§ PROBLEM REQUIREMENTS
Copy all of the material exactly. Pictures are not to appear in the copy.

§ PROVIDED DATA
○ ○ ○ ○ ○

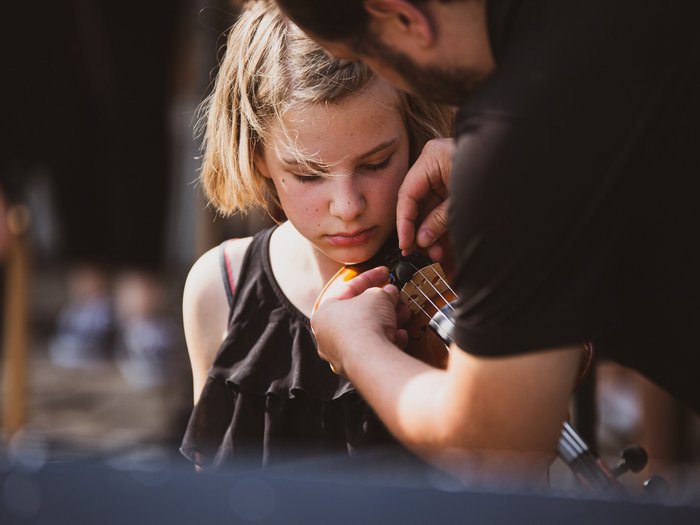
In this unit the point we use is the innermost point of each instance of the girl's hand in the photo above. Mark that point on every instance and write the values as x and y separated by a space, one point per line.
363 310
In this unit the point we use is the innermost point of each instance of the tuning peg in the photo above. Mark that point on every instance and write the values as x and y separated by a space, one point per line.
656 488
632 459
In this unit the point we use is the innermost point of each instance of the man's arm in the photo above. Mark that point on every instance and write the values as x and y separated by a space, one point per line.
479 416
421 210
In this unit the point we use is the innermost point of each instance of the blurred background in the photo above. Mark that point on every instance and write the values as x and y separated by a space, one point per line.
101 218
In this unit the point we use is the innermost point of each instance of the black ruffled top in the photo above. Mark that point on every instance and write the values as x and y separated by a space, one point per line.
269 397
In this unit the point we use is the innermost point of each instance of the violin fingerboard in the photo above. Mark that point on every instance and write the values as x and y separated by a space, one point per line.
427 291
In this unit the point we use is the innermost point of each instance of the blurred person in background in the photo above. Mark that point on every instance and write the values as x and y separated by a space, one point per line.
90 85
571 210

○ ○ ○ ○ ○

§ THE RESULT
In this unit the point we use is the innermost point of each instance of the girl's hand in the photo above. Mark that point on every instance and write the values as x and y separated by a space, one point per line.
363 310
In this unit the point we use is the innermost point of each instance of the tuning peg in the photo above. Mark that point on every instance and write the values as x and y separated by a space, one point per line.
656 488
632 459
In this unit the point we use is the innermost point of each instance of the man's arm in the photo above. Mark that point on every instance and write the values as x and y separated by a space, one point per line.
479 416
421 210
In this unit the point we use is the innermost point of each instance of the blurred background in the photo above. Mark that point on every instance and write the values as x and y separated by a space, one point per line.
101 218
In this unit the point we use is the innermost point of each instance of the black ruffled top in the photo above. Mark that point on every instance and write the values as x and y separated by a space, one point per line.
269 397
In this unit the point we use is the innermost point of each instance of the violin fingerboard in the photo above. Mark that point on every instance and write the values as x and y separated by a space, one point per line.
427 291
In this unit the point we use is the innermost point of each instance of the blurred person in background in the photo above. Mark that point on every instance and write the values as x and y separated by a space, one point per line.
90 85
571 210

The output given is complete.